==== DATA SUPPLIED ====
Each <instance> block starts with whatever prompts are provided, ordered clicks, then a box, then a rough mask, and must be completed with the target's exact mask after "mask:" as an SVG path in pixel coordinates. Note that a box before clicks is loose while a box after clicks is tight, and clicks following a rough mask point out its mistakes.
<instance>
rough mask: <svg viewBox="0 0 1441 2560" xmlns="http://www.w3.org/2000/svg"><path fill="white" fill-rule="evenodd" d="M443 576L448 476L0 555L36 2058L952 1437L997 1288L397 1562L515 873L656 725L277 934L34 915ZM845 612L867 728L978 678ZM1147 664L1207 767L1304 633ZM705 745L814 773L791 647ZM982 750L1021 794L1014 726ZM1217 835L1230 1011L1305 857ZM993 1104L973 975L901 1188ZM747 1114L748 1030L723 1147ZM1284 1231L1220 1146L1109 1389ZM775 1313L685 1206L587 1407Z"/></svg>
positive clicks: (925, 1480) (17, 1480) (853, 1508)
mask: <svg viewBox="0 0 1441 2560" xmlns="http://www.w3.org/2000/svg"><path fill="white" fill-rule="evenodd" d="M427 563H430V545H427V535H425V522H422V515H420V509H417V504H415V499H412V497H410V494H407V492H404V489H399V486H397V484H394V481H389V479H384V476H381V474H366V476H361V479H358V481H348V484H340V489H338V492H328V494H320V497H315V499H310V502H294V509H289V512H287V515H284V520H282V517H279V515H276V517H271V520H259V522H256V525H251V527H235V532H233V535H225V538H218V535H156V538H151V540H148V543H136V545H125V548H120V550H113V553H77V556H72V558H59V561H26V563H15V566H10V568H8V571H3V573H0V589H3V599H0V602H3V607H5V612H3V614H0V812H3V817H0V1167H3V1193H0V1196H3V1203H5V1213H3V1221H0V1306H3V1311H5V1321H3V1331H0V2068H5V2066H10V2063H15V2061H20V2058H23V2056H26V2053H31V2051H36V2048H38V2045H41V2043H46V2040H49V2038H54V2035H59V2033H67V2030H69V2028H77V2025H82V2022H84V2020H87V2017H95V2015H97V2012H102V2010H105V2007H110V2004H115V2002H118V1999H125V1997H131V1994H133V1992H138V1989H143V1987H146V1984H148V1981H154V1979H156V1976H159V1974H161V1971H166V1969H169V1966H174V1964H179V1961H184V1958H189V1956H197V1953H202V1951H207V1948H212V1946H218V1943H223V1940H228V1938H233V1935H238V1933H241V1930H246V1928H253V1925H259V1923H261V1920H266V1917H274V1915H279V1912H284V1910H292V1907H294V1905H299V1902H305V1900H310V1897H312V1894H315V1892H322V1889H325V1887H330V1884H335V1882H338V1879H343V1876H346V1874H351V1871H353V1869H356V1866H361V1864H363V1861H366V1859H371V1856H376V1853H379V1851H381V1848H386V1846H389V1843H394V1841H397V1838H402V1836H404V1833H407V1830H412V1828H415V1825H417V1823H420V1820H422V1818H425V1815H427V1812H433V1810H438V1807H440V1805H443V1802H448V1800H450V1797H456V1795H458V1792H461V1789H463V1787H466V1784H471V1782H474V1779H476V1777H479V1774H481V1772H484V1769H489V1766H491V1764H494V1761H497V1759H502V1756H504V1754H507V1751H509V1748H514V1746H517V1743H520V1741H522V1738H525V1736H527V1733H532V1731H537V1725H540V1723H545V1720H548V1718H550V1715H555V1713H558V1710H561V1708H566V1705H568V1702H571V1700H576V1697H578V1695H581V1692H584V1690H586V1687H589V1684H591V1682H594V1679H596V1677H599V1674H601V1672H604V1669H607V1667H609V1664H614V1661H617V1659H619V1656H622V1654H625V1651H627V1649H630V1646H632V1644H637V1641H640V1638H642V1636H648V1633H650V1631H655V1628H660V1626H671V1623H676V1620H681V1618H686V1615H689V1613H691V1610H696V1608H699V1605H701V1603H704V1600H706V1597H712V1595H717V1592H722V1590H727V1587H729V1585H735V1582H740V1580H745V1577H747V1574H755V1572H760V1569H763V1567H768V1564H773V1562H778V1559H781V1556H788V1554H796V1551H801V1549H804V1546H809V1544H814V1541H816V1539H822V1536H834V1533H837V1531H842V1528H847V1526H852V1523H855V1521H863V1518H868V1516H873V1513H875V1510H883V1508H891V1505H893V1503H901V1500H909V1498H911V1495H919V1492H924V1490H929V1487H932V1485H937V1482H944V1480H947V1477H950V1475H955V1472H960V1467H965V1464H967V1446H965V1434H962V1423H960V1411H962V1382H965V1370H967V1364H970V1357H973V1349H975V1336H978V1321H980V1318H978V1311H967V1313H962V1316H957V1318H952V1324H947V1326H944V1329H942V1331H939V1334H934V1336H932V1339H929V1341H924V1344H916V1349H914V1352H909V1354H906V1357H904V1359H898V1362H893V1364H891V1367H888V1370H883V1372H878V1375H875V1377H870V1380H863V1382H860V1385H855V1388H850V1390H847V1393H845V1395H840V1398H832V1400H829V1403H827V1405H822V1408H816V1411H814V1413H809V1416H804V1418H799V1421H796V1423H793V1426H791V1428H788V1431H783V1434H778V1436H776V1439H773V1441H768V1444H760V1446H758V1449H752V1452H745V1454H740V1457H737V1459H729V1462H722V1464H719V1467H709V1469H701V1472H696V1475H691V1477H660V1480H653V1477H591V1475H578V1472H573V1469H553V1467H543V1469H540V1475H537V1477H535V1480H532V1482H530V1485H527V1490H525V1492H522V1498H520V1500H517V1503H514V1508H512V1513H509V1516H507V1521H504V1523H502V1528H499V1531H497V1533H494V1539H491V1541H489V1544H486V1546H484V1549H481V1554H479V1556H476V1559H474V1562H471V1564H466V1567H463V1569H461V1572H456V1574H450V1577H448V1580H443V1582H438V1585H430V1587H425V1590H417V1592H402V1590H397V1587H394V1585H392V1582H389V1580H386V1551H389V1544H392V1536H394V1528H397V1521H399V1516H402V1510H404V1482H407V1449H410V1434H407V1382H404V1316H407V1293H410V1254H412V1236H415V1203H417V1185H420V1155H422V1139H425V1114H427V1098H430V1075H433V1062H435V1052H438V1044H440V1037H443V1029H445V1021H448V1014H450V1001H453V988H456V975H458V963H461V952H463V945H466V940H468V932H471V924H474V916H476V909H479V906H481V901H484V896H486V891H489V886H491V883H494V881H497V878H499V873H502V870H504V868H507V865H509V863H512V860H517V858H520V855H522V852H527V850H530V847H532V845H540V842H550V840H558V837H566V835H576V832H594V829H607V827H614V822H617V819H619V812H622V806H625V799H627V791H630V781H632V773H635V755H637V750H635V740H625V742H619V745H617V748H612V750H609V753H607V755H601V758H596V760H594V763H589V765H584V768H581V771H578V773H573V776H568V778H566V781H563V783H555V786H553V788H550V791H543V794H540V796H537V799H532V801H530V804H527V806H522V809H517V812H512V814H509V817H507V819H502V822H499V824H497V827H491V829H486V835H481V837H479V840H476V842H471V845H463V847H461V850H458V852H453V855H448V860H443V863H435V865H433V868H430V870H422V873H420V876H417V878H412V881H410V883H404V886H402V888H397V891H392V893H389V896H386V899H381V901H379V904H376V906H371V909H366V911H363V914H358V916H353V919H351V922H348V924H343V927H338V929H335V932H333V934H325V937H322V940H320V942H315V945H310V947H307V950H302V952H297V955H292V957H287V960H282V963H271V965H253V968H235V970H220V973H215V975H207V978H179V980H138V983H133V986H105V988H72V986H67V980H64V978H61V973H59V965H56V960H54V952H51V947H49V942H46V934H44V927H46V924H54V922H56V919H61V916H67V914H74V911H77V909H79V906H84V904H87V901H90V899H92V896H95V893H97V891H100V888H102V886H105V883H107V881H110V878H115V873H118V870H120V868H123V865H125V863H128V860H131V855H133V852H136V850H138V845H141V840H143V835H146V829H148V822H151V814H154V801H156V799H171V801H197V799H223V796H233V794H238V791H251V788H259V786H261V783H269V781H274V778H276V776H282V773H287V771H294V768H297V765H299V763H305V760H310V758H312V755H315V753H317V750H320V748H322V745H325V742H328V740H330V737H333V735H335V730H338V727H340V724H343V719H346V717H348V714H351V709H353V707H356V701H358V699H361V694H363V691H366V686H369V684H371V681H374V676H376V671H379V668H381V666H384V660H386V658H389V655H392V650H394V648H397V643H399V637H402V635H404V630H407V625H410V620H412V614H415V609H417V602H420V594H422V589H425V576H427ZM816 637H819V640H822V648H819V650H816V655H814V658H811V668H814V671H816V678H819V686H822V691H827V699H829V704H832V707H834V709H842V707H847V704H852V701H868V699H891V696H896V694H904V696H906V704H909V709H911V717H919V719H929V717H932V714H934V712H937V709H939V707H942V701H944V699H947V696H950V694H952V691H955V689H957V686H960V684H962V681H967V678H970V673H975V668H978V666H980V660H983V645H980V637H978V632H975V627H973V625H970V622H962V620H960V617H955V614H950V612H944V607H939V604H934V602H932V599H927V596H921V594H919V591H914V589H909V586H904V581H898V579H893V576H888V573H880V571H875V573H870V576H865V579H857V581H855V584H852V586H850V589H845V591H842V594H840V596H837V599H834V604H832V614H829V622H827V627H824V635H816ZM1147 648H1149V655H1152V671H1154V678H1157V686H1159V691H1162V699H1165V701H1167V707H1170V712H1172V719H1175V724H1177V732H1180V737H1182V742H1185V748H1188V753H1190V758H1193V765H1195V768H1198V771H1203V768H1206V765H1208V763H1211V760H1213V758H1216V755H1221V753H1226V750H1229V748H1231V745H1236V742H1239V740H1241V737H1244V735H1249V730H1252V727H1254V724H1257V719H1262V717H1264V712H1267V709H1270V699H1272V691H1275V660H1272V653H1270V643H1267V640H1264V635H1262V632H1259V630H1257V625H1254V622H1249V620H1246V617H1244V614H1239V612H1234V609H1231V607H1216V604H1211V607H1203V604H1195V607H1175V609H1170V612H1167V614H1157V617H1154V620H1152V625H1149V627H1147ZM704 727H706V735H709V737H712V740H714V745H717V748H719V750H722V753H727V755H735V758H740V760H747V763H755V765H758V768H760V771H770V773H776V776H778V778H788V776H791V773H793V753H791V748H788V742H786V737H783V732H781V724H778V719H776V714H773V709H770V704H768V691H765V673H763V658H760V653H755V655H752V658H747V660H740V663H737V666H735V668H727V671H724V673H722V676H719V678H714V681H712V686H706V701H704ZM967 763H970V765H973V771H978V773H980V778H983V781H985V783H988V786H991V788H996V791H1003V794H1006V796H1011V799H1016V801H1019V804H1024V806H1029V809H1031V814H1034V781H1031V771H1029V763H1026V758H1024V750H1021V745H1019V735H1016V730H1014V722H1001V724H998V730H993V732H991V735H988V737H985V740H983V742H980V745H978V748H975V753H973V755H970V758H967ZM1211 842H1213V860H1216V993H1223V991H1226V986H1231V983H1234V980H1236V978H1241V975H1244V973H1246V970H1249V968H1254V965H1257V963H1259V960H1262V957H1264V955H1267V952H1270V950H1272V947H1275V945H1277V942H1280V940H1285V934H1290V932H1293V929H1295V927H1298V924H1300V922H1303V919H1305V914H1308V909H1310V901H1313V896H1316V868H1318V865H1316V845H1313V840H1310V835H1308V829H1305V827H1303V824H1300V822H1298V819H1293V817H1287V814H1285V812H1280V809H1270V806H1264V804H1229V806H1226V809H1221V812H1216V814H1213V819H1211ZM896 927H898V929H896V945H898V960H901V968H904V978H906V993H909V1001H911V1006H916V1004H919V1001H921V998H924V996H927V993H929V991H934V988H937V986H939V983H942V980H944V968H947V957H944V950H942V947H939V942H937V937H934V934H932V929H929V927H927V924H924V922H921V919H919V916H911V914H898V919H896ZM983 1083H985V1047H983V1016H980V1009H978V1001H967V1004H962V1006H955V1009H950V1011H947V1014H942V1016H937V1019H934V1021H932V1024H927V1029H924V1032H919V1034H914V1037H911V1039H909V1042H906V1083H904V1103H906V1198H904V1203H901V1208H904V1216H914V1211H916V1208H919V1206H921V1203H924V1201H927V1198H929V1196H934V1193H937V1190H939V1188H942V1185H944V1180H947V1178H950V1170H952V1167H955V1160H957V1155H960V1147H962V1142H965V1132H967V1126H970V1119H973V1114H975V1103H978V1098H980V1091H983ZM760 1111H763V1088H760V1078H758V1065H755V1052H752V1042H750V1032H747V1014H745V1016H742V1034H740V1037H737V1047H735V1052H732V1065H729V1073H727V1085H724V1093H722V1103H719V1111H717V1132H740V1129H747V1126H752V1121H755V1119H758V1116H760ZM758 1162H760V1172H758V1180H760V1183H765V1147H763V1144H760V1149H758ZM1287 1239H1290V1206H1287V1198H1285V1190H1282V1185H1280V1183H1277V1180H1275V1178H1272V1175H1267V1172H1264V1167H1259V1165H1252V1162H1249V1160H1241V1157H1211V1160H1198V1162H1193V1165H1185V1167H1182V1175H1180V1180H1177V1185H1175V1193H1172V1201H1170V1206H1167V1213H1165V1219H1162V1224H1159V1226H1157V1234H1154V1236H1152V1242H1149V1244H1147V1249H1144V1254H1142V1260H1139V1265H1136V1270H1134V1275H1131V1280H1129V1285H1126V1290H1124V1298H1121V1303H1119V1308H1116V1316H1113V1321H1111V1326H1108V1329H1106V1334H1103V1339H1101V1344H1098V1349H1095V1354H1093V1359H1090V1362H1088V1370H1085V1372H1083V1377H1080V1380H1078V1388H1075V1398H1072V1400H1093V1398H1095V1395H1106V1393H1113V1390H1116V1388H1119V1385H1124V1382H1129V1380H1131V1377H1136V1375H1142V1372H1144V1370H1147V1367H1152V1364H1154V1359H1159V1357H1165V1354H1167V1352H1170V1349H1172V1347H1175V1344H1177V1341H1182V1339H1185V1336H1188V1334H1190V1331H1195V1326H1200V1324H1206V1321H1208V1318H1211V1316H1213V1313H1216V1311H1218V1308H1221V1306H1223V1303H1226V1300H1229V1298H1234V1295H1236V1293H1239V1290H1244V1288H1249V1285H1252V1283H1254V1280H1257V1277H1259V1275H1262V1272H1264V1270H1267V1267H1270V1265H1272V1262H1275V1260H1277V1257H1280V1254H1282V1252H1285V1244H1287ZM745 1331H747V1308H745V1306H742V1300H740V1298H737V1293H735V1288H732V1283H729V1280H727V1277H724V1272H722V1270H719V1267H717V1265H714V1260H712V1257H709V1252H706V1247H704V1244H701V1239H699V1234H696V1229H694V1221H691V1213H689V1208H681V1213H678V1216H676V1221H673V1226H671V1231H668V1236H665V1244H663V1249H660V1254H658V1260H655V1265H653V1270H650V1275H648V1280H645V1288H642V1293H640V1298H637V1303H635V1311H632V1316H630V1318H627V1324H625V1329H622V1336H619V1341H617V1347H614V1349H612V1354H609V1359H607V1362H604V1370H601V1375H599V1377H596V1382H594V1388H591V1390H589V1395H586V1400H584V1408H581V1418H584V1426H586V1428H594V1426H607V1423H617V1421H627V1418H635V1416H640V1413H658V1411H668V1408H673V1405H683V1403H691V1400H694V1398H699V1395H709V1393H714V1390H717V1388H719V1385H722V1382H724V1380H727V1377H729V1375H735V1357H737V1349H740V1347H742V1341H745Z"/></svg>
====
#### EXERCISE DETAILS
Show, from the entries above, every line that includes the string "clicks".

#### TASK RESULT
Each <instance> block starts with whatever prompts are provided, ordered clicks, then a box, then a rough mask, and must be completed with the target's exact mask after "mask:" as an SVG path in pixel coordinates. Note that a box before clicks is loose while a box after clicks is tight, and clicks following a rough mask point out its mistakes.
positive clicks: (925, 1480) (17, 1480) (853, 1508)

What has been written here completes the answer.